Exercise >>
Nothing but the lines from the one with "Question. Identify every instance of the tram headlight" through the end of the material should be retyped, word for word and without pictures.

Data provided >>
============================================================
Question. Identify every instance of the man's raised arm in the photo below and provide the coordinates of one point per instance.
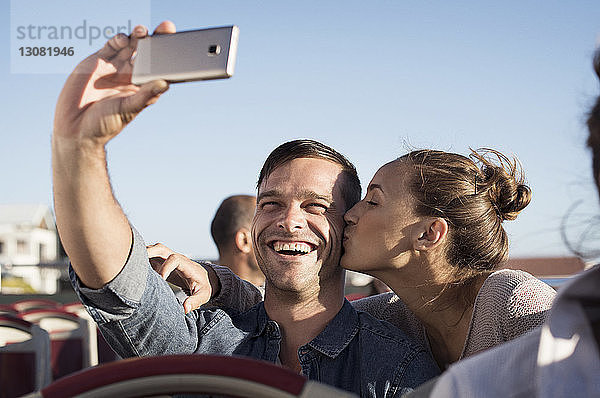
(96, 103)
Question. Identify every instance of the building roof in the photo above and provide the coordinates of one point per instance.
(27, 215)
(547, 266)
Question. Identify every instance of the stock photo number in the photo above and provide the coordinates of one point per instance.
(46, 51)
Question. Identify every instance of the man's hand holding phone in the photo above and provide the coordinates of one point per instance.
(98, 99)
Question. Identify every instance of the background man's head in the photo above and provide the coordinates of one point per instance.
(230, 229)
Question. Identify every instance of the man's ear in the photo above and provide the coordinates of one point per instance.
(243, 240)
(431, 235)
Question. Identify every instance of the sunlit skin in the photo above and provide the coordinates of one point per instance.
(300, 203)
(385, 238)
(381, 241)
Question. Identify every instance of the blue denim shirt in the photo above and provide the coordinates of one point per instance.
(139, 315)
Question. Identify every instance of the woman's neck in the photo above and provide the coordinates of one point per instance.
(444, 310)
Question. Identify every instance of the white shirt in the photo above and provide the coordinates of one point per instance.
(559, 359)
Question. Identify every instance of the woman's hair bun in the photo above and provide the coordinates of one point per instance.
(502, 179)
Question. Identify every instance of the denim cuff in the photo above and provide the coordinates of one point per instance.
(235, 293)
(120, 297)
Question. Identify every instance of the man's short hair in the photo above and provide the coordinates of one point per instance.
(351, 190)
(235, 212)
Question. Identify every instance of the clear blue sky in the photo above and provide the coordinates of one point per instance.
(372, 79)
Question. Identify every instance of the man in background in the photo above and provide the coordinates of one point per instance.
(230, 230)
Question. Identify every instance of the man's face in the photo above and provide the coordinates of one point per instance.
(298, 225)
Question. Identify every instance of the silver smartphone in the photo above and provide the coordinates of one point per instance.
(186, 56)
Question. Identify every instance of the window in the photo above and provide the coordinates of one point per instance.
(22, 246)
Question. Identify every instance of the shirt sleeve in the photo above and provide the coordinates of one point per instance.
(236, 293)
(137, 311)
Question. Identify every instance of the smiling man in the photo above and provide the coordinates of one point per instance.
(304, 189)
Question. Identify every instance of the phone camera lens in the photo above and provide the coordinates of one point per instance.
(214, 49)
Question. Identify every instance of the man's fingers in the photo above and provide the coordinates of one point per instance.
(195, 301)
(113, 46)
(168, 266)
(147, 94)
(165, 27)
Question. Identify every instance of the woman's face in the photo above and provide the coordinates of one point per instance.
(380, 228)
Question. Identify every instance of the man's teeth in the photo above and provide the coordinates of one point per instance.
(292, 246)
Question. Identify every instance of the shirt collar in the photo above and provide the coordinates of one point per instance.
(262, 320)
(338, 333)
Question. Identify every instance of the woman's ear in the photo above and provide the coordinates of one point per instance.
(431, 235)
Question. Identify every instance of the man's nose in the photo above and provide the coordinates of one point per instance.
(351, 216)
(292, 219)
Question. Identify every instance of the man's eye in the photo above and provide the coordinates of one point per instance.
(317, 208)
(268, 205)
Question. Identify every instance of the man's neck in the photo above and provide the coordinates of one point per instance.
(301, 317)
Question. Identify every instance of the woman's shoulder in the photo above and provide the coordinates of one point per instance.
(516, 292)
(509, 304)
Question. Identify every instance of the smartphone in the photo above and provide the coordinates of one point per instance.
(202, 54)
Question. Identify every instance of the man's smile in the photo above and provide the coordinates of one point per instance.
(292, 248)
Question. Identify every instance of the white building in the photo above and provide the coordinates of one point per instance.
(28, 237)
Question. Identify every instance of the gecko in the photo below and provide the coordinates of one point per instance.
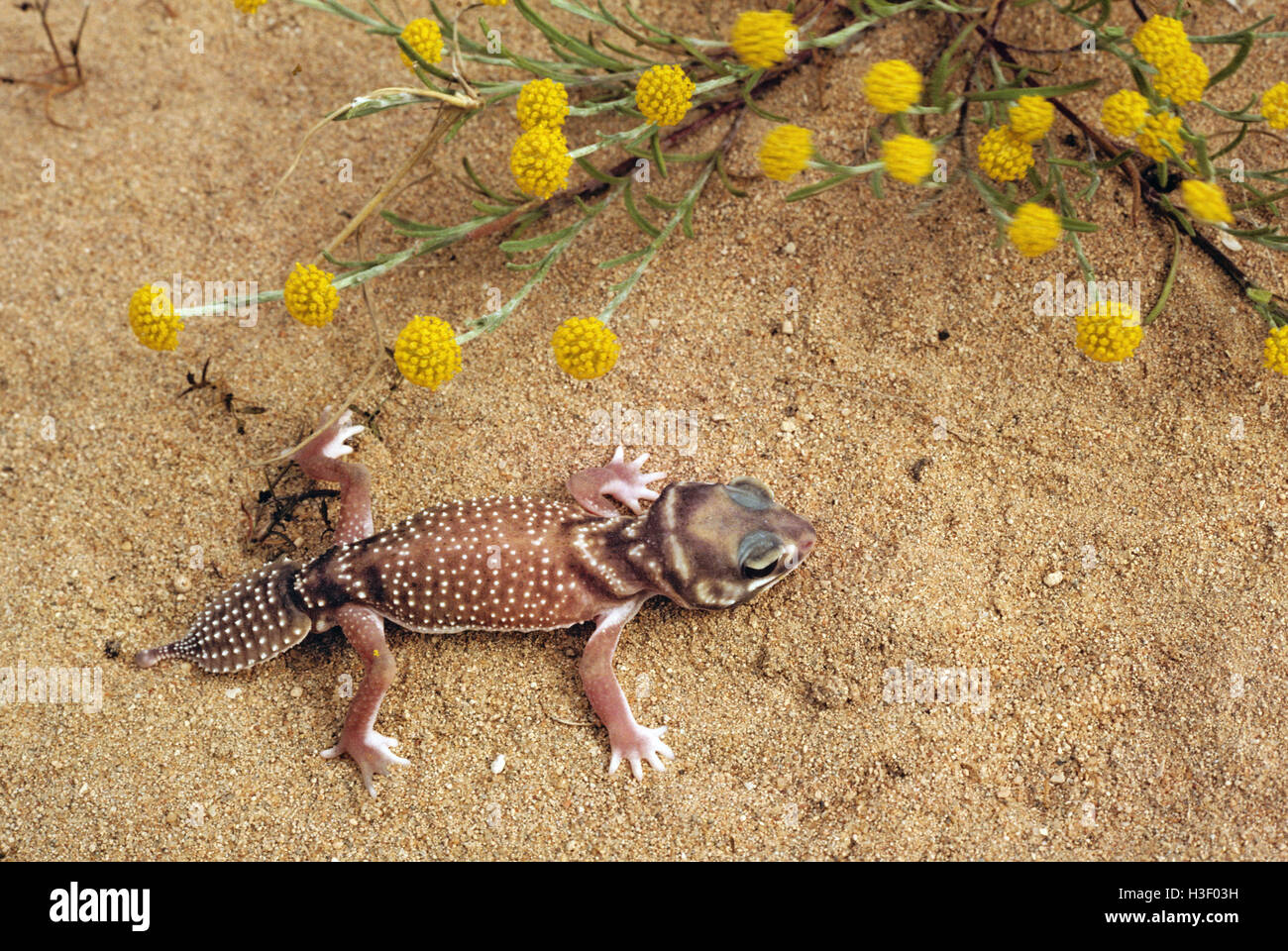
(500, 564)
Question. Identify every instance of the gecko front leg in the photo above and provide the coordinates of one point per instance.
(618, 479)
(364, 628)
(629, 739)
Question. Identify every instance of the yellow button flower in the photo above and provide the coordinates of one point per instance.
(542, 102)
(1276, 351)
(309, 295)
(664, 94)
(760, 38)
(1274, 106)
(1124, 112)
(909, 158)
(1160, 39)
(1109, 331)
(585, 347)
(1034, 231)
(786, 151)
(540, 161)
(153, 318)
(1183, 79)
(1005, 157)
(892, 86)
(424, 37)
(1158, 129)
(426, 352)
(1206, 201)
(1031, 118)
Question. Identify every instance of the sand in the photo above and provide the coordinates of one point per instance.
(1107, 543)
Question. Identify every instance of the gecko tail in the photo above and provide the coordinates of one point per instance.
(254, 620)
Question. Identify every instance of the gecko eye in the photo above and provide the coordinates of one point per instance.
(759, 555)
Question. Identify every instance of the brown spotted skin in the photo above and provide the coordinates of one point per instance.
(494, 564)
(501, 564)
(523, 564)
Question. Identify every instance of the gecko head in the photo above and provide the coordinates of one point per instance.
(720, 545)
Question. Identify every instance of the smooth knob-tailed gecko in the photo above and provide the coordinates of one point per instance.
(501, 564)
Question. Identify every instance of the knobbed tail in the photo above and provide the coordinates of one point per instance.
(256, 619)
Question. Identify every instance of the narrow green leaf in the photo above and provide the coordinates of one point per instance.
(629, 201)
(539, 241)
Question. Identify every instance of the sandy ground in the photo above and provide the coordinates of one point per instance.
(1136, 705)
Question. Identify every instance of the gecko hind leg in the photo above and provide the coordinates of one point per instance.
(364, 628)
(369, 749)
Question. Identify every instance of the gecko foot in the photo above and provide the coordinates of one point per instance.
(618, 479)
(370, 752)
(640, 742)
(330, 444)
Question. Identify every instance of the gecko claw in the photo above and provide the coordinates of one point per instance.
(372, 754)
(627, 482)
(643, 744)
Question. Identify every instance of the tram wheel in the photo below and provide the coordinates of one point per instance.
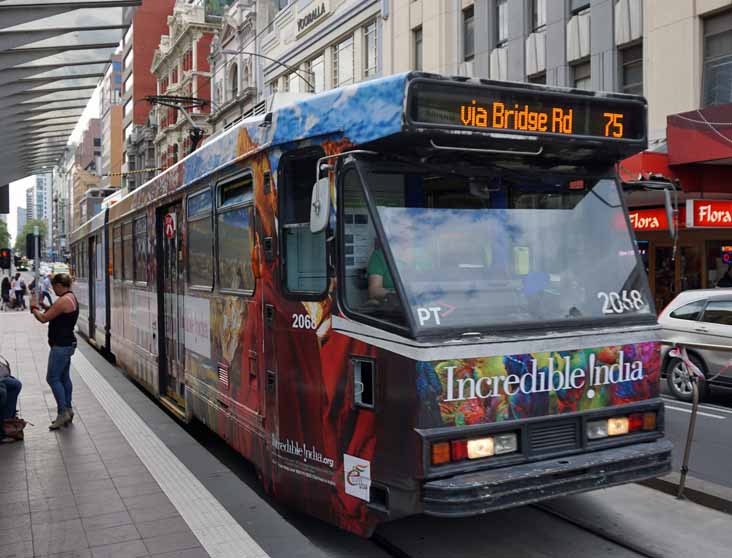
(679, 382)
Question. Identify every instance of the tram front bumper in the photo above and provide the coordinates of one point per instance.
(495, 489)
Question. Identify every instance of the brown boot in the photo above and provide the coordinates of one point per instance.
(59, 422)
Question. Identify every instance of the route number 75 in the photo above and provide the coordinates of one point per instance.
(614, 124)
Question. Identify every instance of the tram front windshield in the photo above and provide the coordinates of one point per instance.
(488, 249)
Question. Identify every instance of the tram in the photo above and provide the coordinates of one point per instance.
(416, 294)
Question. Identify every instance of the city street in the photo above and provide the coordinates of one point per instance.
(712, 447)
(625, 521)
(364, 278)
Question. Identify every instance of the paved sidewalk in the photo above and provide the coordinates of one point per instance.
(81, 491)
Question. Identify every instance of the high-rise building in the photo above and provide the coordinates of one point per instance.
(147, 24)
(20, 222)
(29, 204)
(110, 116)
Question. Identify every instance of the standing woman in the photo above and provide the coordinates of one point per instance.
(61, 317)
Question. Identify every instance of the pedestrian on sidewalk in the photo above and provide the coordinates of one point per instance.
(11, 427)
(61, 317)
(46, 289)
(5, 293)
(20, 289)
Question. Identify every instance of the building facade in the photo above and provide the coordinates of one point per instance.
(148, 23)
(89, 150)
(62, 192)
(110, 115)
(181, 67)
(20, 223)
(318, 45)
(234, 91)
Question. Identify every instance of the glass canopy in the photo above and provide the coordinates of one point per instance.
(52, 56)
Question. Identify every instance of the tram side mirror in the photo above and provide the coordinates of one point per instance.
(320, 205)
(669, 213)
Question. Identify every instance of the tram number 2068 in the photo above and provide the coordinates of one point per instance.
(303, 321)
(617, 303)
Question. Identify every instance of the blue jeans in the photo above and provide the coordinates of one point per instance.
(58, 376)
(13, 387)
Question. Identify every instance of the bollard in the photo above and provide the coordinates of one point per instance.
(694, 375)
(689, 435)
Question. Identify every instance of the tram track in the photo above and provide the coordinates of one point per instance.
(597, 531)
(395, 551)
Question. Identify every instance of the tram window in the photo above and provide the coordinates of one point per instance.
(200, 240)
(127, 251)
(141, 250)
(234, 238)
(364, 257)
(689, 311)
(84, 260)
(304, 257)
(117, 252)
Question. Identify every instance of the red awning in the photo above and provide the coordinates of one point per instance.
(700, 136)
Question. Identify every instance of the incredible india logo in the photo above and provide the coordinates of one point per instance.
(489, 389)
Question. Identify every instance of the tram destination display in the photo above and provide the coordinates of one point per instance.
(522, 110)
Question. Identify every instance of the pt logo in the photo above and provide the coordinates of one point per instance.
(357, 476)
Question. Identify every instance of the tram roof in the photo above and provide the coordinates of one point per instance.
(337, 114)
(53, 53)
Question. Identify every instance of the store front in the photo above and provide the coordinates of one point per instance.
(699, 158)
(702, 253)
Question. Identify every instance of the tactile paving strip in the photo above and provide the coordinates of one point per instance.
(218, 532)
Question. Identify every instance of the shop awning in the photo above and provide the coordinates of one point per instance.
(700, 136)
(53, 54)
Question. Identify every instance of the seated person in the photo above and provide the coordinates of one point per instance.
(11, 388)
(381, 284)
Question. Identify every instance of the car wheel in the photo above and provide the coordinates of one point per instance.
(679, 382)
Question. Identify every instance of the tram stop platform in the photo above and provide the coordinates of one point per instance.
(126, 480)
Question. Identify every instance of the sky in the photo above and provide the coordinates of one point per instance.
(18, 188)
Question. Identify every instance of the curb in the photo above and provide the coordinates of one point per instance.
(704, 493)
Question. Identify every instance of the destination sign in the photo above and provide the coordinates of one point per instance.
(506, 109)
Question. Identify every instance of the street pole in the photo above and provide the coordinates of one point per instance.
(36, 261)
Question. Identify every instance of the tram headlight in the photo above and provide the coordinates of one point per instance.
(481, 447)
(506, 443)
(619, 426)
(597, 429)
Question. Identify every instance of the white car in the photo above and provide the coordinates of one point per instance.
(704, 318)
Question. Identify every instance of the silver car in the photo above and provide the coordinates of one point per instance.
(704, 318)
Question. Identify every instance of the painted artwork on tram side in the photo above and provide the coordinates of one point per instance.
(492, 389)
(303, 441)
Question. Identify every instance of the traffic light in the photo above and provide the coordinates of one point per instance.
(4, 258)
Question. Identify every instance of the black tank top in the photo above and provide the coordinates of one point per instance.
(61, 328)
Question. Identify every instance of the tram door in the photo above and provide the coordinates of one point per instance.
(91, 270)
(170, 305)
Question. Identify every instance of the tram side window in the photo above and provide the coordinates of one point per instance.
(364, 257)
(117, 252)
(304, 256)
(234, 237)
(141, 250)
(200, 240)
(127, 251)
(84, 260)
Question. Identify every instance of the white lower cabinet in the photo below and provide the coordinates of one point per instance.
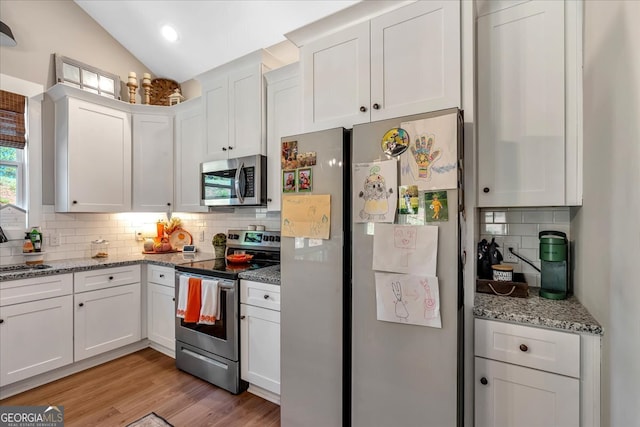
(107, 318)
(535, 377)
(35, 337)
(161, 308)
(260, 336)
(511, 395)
============================================================
Task response >>
Question. Identify every instance of the tram headlight in the photo above and provide the coordinates of one point per instance.
(481, 447)
(506, 443)
(619, 426)
(597, 429)
Question. Identify every instance of the white car in the photo above and provide the coordinates of one point per instance.
(704, 318)
Question. Identify every instance of the silver car in the photo above and provide the coordinates of one point per instance.
(704, 318)
Question. Identify every instance of the painted artwork on tram side in the photo above and provide the coordinates of one point per instance.
(492, 389)
(303, 441)
Question. Identify every instance of the traffic light in the photo above and provide the coordinates of one point per instance.
(4, 258)
Question. Identify every instance of the black tank top in the photo above and provide the coordinates of one point per instance.
(61, 328)
Question. Identify every instance of the tram door in the photo above and provide the coordinates of one point per instance.
(91, 270)
(170, 305)
Question. Identify every instance of the tram side window in the photo above and provide the coordinates of one point per instance.
(364, 257)
(117, 252)
(304, 256)
(234, 237)
(141, 250)
(200, 240)
(127, 251)
(84, 260)
Question. Identify every instance of the white lower cabinet in the photo below and provide the coordinates of one point per instance.
(107, 318)
(535, 377)
(35, 337)
(161, 308)
(260, 336)
(511, 395)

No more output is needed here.